Work required —
Below is a set of records; print all of them exactly as written.

Data —

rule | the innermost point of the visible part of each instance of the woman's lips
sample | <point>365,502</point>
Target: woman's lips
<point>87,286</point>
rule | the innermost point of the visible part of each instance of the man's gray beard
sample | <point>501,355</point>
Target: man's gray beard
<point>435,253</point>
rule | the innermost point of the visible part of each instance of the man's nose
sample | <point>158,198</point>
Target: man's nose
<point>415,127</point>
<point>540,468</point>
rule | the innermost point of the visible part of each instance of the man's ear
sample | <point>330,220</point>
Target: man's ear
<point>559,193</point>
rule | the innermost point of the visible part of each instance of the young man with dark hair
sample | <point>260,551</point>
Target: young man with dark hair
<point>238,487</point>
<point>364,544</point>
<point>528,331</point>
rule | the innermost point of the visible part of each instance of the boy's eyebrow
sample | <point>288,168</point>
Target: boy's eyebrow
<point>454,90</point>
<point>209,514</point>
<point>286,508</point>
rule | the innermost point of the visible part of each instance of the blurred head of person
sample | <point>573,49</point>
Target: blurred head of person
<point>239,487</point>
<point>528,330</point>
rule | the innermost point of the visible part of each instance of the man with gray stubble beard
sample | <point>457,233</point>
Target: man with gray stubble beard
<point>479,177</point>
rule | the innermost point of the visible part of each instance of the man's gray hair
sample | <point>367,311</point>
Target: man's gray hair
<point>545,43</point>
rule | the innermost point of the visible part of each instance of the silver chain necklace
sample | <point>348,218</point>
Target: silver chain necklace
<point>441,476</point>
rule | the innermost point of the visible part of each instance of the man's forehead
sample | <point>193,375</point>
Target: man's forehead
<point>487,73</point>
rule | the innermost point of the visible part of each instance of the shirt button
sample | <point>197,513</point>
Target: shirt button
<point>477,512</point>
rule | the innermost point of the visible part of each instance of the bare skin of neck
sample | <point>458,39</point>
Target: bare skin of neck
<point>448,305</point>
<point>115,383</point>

Answer to this task —
rule | the innermost point of the visible part of each instance of the woman's lips
sample | <point>365,502</point>
Target: woman's lips
<point>87,286</point>
rule | the innermost point of the visible part of each instance of the man's gray beard
sample | <point>501,355</point>
Target: man's gray beard
<point>435,253</point>
rule | the innermost point of the visible part of each instance of the man's nose
sample | <point>158,198</point>
Target: man's nose
<point>415,127</point>
<point>540,468</point>
rule | the innermost point of the visible part of each instance of the man's ear
sample | <point>330,220</point>
Target: man's ear
<point>559,193</point>
rule | the innermost point of the visible part of each instance of the young man with dark hair
sample | <point>260,551</point>
Target: young man with dark hair
<point>238,487</point>
<point>364,544</point>
<point>528,331</point>
rule | the innermost point of the visible part of each instance of the boy's eyebrow
sample | <point>288,168</point>
Target: boy's eyebrow
<point>454,90</point>
<point>209,514</point>
<point>286,508</point>
rule | the innermost point of the visible part of each instance of the blurred head of person
sample | <point>573,49</point>
Target: blurred head of person
<point>239,487</point>
<point>528,330</point>
rule | the innermost point of the visible part of each instance of the man with gray stubble beard
sample | <point>457,233</point>
Target: man with gray stubble beard
<point>479,177</point>
rule | the innermost point of the visible part of each instance of the man's gray hair
sample | <point>367,311</point>
Target: man's gray hair
<point>545,43</point>
rule | the innermost point of the visible part of each instance of the silver chain necklace
sample | <point>348,218</point>
Target: silver chain necklace
<point>441,476</point>
rule | the innermost point of the visible part of each instance of the man's forehead
sample | <point>193,375</point>
Target: man's forehead
<point>487,73</point>
rule | the innermost point of the visible part of each instance of the shirt button
sample | <point>197,513</point>
Target: shirt button
<point>477,512</point>
rule | the innermost point of the visible part of each instance of the bare skin of neck
sample | <point>458,39</point>
Target: bare skin of neck
<point>448,305</point>
<point>115,383</point>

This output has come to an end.